begin

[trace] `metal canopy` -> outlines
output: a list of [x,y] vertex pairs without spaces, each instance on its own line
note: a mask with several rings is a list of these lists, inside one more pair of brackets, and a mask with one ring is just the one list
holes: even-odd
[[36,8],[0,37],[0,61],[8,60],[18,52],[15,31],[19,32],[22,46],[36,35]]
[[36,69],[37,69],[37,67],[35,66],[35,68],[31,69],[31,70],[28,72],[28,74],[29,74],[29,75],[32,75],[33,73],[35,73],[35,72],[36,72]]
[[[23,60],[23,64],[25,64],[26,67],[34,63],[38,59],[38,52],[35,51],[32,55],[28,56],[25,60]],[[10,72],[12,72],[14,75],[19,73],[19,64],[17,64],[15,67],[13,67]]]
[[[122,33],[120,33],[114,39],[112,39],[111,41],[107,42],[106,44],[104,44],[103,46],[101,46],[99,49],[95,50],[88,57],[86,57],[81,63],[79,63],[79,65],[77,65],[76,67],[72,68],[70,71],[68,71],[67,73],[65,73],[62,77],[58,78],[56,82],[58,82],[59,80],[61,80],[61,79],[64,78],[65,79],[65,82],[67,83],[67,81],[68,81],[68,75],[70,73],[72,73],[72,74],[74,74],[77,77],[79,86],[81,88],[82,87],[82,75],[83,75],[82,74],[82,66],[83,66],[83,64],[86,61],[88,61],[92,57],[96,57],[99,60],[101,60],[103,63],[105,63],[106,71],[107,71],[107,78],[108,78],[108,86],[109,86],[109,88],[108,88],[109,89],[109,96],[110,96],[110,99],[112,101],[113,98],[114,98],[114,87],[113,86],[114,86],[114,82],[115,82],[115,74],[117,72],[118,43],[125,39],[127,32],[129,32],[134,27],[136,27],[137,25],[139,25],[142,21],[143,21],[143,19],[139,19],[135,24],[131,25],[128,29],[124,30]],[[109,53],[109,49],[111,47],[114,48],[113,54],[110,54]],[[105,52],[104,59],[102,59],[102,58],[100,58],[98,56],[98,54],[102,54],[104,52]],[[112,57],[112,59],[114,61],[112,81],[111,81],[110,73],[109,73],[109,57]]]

end

What is asked: Reproduce all of the material above verbatim, keeping every line and character unchanged.

Finished task:
[trace] `metal canopy` -> outlines
output: a list of [x,y] vertex pairs without spaces, each instance on its own line
note: a mask with several rings is a list of these lists, inside one more pair of brackets, and a mask with one ring is just the one list
holes: even-odd
[[36,8],[0,37],[0,61],[8,60],[18,52],[15,31],[19,32],[22,46],[36,35]]
[[36,69],[37,69],[37,67],[35,66],[35,68],[31,69],[31,70],[28,72],[28,74],[29,74],[29,75],[32,75],[33,73],[35,73],[35,72],[36,72]]
[[[23,60],[23,64],[25,64],[26,67],[34,63],[38,59],[38,52],[35,51],[32,55],[28,56],[25,60]],[[10,72],[12,72],[14,75],[19,73],[19,64],[17,64],[15,67],[13,67]]]
[[[122,33],[120,33],[114,39],[112,39],[111,41],[107,42],[106,44],[104,44],[103,46],[101,46],[99,49],[95,50],[88,57],[86,57],[81,63],[79,63],[79,65],[77,65],[76,67],[72,68],[70,71],[68,71],[67,73],[65,73],[62,77],[58,78],[56,82],[58,82],[59,80],[61,80],[61,79],[64,78],[65,79],[65,82],[67,83],[67,81],[68,81],[68,75],[70,73],[72,73],[72,74],[74,74],[77,77],[79,86],[81,88],[82,87],[82,75],[83,75],[82,74],[82,66],[83,66],[83,64],[86,61],[88,61],[92,57],[96,57],[99,60],[101,60],[103,63],[105,63],[106,71],[107,71],[107,78],[108,78],[108,86],[109,86],[109,88],[108,88],[109,89],[109,96],[110,96],[110,99],[112,101],[113,98],[114,98],[114,87],[113,86],[114,86],[114,82],[115,82],[115,74],[117,72],[118,43],[125,39],[127,32],[129,32],[134,27],[136,27],[137,25],[139,25],[142,21],[143,21],[143,19],[139,19],[135,24],[131,25],[128,29],[124,30]],[[109,53],[109,49],[111,47],[114,48],[113,54],[110,54]],[[105,52],[104,59],[102,59],[102,58],[100,58],[98,56],[98,54],[102,54],[104,52]],[[112,57],[112,59],[114,61],[112,81],[111,81],[110,73],[109,73],[109,57]]]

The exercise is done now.